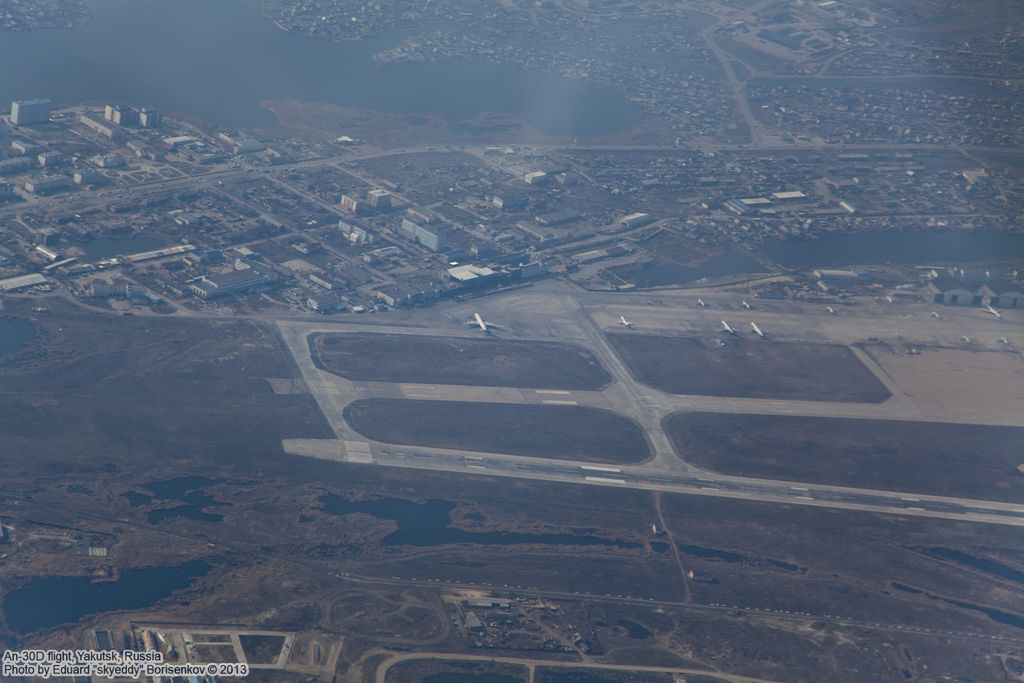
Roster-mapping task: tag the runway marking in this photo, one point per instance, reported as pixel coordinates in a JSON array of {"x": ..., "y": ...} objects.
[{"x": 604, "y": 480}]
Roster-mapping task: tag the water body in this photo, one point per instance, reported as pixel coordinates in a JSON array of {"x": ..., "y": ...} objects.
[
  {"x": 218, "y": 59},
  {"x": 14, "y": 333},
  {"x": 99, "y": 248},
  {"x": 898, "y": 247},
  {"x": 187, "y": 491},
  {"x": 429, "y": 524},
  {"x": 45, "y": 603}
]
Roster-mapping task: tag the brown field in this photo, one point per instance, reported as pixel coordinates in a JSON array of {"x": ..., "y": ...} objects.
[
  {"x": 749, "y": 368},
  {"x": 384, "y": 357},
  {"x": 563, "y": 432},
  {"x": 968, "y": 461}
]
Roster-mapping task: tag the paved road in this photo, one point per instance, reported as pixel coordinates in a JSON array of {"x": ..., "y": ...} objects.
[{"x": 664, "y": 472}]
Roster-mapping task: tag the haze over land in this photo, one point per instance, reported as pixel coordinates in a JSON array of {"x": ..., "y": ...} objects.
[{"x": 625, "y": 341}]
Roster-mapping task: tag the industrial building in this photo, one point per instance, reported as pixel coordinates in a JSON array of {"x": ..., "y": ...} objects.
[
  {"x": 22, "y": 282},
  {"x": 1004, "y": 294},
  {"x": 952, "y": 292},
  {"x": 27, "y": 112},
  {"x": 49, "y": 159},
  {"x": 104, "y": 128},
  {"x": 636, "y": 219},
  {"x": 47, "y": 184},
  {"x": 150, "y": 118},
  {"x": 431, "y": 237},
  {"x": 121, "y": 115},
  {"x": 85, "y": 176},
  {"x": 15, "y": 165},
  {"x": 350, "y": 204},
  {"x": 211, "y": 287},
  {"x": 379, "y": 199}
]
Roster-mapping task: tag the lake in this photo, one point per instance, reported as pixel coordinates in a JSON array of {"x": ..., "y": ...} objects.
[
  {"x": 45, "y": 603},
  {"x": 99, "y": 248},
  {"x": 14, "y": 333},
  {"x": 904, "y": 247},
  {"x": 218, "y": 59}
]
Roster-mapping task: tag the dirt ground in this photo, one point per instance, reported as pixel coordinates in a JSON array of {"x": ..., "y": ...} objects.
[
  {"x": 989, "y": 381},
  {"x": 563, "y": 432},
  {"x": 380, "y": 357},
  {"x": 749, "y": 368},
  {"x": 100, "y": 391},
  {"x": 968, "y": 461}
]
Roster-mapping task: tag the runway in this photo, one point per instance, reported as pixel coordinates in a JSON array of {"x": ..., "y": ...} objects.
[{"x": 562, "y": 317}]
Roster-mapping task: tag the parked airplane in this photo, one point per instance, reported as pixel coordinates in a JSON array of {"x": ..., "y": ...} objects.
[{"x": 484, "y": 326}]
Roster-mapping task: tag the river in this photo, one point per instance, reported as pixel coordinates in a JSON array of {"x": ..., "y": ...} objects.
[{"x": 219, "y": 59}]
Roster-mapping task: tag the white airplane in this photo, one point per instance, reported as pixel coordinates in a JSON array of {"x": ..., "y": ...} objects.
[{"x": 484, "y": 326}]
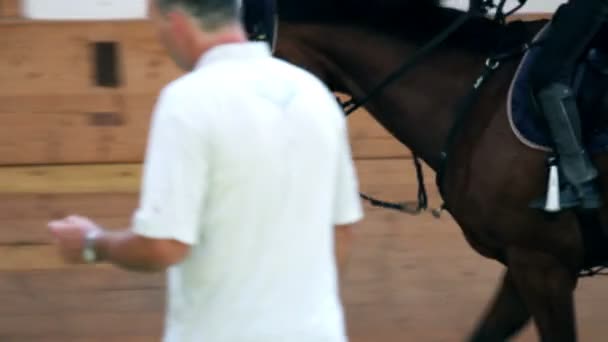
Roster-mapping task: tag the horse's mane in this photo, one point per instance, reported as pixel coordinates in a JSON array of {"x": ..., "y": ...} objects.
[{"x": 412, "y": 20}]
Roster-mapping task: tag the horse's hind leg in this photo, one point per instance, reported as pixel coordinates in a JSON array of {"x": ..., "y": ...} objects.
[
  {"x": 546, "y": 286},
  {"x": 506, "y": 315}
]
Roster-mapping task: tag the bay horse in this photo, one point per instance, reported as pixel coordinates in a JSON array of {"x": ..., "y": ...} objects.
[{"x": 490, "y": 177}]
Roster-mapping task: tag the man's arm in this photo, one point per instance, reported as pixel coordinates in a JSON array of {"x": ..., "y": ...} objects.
--------------------------------------------------
| What to do |
A word-for-word copy of the lines from the one with "Roster-mapping task: tag the bay" through the end of the listing is what should be returned.

| Answer section |
Roster-mapping task: tag the bay horse in this photo, one point per instance, reported as pixel coordinates in a JSON array of {"x": ..., "y": ...} objects.
[{"x": 490, "y": 177}]
Roster-mapping task: tag the man's arm in this photo, one point per instance, reported as pixel coordinates in a JSON array of {"x": ..., "y": ...} objects.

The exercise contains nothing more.